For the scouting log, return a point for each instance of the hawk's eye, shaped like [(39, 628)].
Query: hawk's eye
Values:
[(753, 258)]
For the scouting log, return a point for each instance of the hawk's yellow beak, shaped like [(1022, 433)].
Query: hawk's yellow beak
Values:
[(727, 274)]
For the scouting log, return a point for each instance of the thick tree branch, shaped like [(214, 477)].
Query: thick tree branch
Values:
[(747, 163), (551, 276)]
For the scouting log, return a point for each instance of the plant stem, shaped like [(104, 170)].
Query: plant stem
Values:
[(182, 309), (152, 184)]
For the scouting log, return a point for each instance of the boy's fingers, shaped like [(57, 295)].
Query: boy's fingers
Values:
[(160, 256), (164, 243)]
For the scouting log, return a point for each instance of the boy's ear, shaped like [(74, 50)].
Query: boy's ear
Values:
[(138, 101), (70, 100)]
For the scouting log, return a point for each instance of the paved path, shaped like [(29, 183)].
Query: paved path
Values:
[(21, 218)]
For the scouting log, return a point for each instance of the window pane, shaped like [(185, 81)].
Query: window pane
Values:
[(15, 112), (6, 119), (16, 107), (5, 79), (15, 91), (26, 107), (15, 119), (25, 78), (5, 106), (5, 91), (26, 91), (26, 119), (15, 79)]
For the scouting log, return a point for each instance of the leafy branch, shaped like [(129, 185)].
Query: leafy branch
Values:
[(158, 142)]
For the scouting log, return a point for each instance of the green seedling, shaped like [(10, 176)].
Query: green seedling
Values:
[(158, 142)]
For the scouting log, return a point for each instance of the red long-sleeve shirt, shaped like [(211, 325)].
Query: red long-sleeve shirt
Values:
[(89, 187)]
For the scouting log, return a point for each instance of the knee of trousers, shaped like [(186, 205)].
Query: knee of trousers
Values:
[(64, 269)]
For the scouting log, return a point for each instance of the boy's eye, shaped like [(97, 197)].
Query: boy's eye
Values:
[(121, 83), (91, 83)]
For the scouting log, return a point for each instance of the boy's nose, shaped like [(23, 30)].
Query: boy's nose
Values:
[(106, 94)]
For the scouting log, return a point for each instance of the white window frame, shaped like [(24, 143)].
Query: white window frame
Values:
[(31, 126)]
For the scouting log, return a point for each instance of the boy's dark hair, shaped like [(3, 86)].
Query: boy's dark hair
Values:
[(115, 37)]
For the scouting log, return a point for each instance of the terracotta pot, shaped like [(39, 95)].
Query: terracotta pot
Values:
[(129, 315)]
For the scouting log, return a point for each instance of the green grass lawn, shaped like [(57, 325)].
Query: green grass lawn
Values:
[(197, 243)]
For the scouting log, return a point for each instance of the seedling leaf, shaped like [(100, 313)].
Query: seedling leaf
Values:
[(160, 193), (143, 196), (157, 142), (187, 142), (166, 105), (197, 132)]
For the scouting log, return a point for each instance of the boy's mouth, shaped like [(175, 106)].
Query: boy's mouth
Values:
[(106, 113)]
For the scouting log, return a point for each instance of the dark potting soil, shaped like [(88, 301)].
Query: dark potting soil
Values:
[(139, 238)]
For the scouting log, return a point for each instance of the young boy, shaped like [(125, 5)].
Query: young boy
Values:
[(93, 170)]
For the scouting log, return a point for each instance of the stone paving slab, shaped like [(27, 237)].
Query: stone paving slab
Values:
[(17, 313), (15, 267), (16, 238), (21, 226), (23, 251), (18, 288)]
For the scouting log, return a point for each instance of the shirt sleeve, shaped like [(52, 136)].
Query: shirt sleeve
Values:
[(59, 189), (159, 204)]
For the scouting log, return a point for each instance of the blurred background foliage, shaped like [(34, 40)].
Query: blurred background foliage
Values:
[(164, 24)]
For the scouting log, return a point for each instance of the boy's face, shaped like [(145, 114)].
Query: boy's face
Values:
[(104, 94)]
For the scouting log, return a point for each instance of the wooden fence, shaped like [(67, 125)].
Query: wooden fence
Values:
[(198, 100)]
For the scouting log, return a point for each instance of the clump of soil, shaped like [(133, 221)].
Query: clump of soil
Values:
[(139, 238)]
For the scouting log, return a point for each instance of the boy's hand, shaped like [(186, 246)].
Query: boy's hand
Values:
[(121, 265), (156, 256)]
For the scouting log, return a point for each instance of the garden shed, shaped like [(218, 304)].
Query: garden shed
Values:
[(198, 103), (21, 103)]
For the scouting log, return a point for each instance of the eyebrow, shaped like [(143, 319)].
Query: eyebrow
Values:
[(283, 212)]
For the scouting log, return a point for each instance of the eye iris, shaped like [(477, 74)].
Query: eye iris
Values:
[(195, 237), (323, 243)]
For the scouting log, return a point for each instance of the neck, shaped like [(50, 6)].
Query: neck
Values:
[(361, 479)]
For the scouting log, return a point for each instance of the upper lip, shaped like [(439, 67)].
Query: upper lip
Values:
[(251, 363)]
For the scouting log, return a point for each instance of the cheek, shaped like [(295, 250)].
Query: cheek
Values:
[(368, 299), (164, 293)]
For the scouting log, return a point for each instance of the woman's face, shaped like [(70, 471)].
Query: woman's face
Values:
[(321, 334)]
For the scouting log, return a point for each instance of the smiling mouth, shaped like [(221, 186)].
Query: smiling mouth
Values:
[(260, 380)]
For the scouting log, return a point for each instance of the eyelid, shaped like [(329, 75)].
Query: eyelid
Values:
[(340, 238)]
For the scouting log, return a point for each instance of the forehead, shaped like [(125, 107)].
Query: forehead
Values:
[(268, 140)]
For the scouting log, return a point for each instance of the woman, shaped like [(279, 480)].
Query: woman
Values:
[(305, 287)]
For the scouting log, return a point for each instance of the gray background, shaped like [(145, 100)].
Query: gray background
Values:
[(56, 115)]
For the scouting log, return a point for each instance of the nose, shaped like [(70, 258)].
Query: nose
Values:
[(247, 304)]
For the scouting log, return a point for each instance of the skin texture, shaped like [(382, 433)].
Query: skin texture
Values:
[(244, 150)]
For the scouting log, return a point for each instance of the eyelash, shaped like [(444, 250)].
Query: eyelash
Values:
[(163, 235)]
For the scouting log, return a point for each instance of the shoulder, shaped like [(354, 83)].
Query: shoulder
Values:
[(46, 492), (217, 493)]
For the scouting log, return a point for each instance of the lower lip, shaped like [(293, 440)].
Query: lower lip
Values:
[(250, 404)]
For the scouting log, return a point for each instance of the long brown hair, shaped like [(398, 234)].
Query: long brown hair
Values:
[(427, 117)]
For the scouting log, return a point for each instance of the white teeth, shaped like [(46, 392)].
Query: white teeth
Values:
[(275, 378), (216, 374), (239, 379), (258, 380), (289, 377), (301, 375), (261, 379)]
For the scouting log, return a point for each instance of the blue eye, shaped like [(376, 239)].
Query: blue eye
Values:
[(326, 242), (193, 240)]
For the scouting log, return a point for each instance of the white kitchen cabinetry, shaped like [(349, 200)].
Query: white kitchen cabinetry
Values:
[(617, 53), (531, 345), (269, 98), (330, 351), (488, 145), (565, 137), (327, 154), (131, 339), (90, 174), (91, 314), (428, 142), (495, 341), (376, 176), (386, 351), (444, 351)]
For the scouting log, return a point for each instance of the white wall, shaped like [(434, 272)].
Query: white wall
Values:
------------------------------------------------
**STATED EXERCISE**.
Can you rewrite all of the lines above as a numbered list, leaving out any blank lines?

**FINISHED TASK**.
1. For the scouting log, return a point for each instance of the hawk's eye, shaped like [(39, 628)].
2. Query: hawk's eye
3. Values:
4. [(753, 258)]
5. For the scouting log, return a point for each instance of the hawk's yellow beak, shaped like [(1022, 433)].
6. Query: hawk's yellow beak
7. Values:
8. [(727, 274)]
9. For the scouting log, return a point for each instance of the thick tree branch, shaped like [(214, 477)].
10. Query: thick tree branch
11. Values:
12. [(747, 163), (551, 276)]
13. For the scouting log, return a point for each instance of the plant stem, shaped like [(104, 170)].
14. Query: plant stem
15. Values:
16. [(182, 309), (152, 184)]
17. For the scouting log, return a point for each instance of the boy's fingers, shaped like [(57, 295)].
18. Query: boy's fingers
19. Values:
20. [(160, 256), (164, 243)]
21. For the scouting log, return a point for each instance of the boy's ear, shaped like [(74, 50)].
22. Query: boy's ear
23. Values:
24. [(138, 101), (70, 100)]
25. For the scouting log, return a point for each instance of the paved path, shaped like [(29, 183)].
26. Query: paved path
27. Values:
28. [(21, 218)]
29. For the scouting log, return a point for each instance of the window pane, shaped like [(185, 81)].
30. Query: window pane
31. Values:
32. [(15, 112), (6, 119), (16, 107), (5, 79), (15, 91), (26, 107), (15, 119), (25, 78), (5, 106), (5, 91), (26, 91), (26, 119), (15, 79)]
33. For the scouting log, return a point for each instance of the leafy branch, shaped like [(129, 185)].
34. Query: leafy branch
35. Values:
36. [(158, 142)]
37. For the scouting log, return a point for each instance of the green seedling, shaped like [(10, 176)].
38. Query: green seedling
39. Values:
40. [(158, 142)]
41. For the scouting log, return a point for each instance of the red long-sleeve shirt, shaped like [(211, 325)].
42. Query: red long-sleeve shirt
43. Values:
44. [(89, 187)]
45. For the scouting log, return a point for each instance of the knee of trousers, shaped like [(186, 205)].
46. Query: knee of trousers
47. Values:
48. [(64, 269)]
49. For the scouting log, return a point for each instance of the boy's eye, shaped like [(97, 197)].
50. Query: boy's eye
51. Values:
52. [(121, 83), (91, 83)]
53. For the scouting log, return a point for each instance of the boy's nose, shaped like [(23, 30)].
54. Query: boy's nose
55. Values:
56. [(106, 94)]
57. For the scouting log, return a point for each instance of the white window frame, shaped like [(24, 143)].
58. Query: white window frame
59. Values:
60. [(31, 126)]
61. For the scouting log, return a point for each instance of the boy's dark hair, shaped like [(3, 86)].
62. Query: boy's dark hair
63. Values:
64. [(115, 37)]
65. For the scouting log, return a point for each instance of the terracotta pot, shaped like [(39, 95)].
66. Query: terracotta pot
67. Values:
68. [(129, 315)]
69. For the scouting log, return a point for each instance of the green grass lawn, shaped like [(57, 325)].
70. Query: green grass lawn
71. Values:
72. [(197, 243)]
73. For the scouting log, return a point for each instance of the seedling leaf, shaped like [(100, 313)].
74. Query: seedling leaf
75. Values:
76. [(160, 193), (143, 196), (157, 142), (187, 142), (166, 105), (197, 132)]
77. For the scouting log, return a point for each instance of the boy's mouth, shaped like [(175, 106)].
78. Query: boy's mouth
79. Values:
80. [(106, 113)]
81. For the scouting log, return a point for each instance of the dark potting soil, shaped like [(88, 301)].
82. Query: dark potting soil
83. Values:
84. [(139, 238)]
85. For the scouting log, return a point for each instance of the young boy, shaped like [(125, 5)].
86. Query: young boy
87. Values:
88. [(93, 170)]
89. For the scouting log, return a point for each instance of the stone paving slab, shaped like [(27, 237)].
90. Query: stone paving slab
91. Values:
92. [(17, 313), (15, 267), (16, 238), (21, 226), (23, 251), (18, 288)]
93. For the scouting log, return a point for each instance of the shirt sleeve, shaped like [(52, 136)].
94. Query: shirt sleeve
95. Values:
96. [(59, 189), (159, 204)]
97. For the scouting log, return a point for each instance of the blurred background foliage, shaped like [(34, 40)].
98. Query: blurred background foliage
99. Values:
100. [(164, 24)]
101. For the scouting log, return a point for each instance of the boy's face, shaped like [(145, 114)].
102. Query: boy's face
103. Values:
104. [(104, 94)]
105. For the scouting log, return a point for each instance of the wooden fence, shaped like [(67, 125)].
106. Query: wooden fence
107. Values:
108. [(198, 100)]
109. For the scouting log, return a point for each instance of the clump of soil, shaped like [(133, 221)].
110. Query: clump of soil
111. Values:
112. [(139, 238)]
113. For the scouting log, return a point for each instance of the boy's hand, shaped like [(186, 246)].
114. Query: boy's hand
115. Values:
116. [(121, 265), (156, 256)]
117. For the scouting log, return a point for each instance of the garden shed, shaped like [(218, 304)].
118. Query: garden shed
119. Values:
120. [(198, 103), (21, 103)]
121. For the scouting log, return a point for each instance of the eyebrow, shaped like [(143, 319)].
122. Query: eyebrow
123. Values:
124. [(283, 212)]
125. For the scouting log, return a point for each instance of the eye iris, shaped like [(477, 74)].
126. Query: eye iris
127. Values:
128. [(195, 237), (323, 243)]
129. For the scouting log, return a point for each instance of the neck, shaped like [(50, 6)].
130. Query: neck
131. Values:
132. [(361, 479)]
133. For the scouting log, return a point for each instance of the upper lip, shaped like [(439, 67)].
134. Query: upper lip
135. Values:
136. [(251, 363)]
137. For the scouting log, return a point for each instance of the cheek, shaped like [(295, 250)].
138. Query: cheek
139. Values:
140. [(368, 299), (164, 293)]
141. For the scouting log, return a point for each instance of the woman's face, shaped like [(70, 471)].
142. Query: woman's face
143. Values:
144. [(321, 334)]
145. For the scouting log, return a point for each instance of the smiling mouth, shaped like [(221, 186)].
146. Query: smiling mouth
147. Values:
148. [(260, 380)]
149. For the scouting log, return a point for each instance of the eyelid, shaped like [(329, 75)].
150. Query: eyelid
151. Values:
152. [(340, 238)]
153. For the scouting log, return a point for each instance of the forehead, shaped like [(125, 107)].
154. Query: forehead
155. Values:
156. [(268, 140)]
157. For the scouting log, return a point for each instance of the woman, shaped like [(279, 480)].
158. Query: woman
159. Values:
160. [(305, 287)]
161. For the scouting log, return a point for each instance of the gray background, shaped like [(145, 100)].
162. Query: gray background
163. Values:
164. [(56, 115)]
165. For the scouting log, return a point for each instance of the nose, shaped like [(70, 258)].
166. Query: nose
167. Values:
168. [(247, 304)]
169. For the scouting log, return a point for each instance of the skin texture, shaped like [(382, 433)].
170. Query: skin texture
171. Values:
172. [(244, 150)]
173. For the scouting log, return a point for each instance of the eyelash, shaped like [(444, 250)].
174. Query: eyelash
175. Values:
176. [(163, 235)]
177. For the scouting log, return a point for each instance of the shoulder, shaped like [(354, 83)].
178. Query: shoulder
179. Values:
180. [(46, 492), (217, 493)]
181. For the scouting log, return a point for each instance of the lower lip, shaped like [(293, 440)].
182. Query: lower lip
183. Values:
184. [(250, 404)]
185. For the scouting log, return a point for each instance of the long brown hair, shaped like [(398, 234)].
186. Query: long brown hair
187. Values:
188. [(427, 117)]
189. For the scouting log, return a point for each instance of the white teeth, shaped like [(46, 392)].
190. Query: white teeth
191. Values:
192. [(275, 378), (216, 374), (239, 379), (258, 380), (289, 377), (301, 375), (261, 379)]
193. For the scouting log, return a point for each instance of the blue eye, shaped like [(376, 239)].
194. Query: blue eye
195. Values:
196. [(326, 242), (193, 240)]
197. For the scouting log, return a point for each instance of the white kitchen cabinetry, shaped like [(349, 200)].
198. Query: white kitchen cabinetry
199. Values:
200. [(617, 53), (531, 345), (269, 98), (330, 351), (488, 145), (565, 137), (327, 154), (131, 339), (90, 174), (91, 314), (428, 142), (495, 341), (376, 176), (386, 351), (444, 351)]
201. For the scouting log, return a point for each instance of the white wall, shaped like [(434, 272)].
202. Query: white wall
203. Values:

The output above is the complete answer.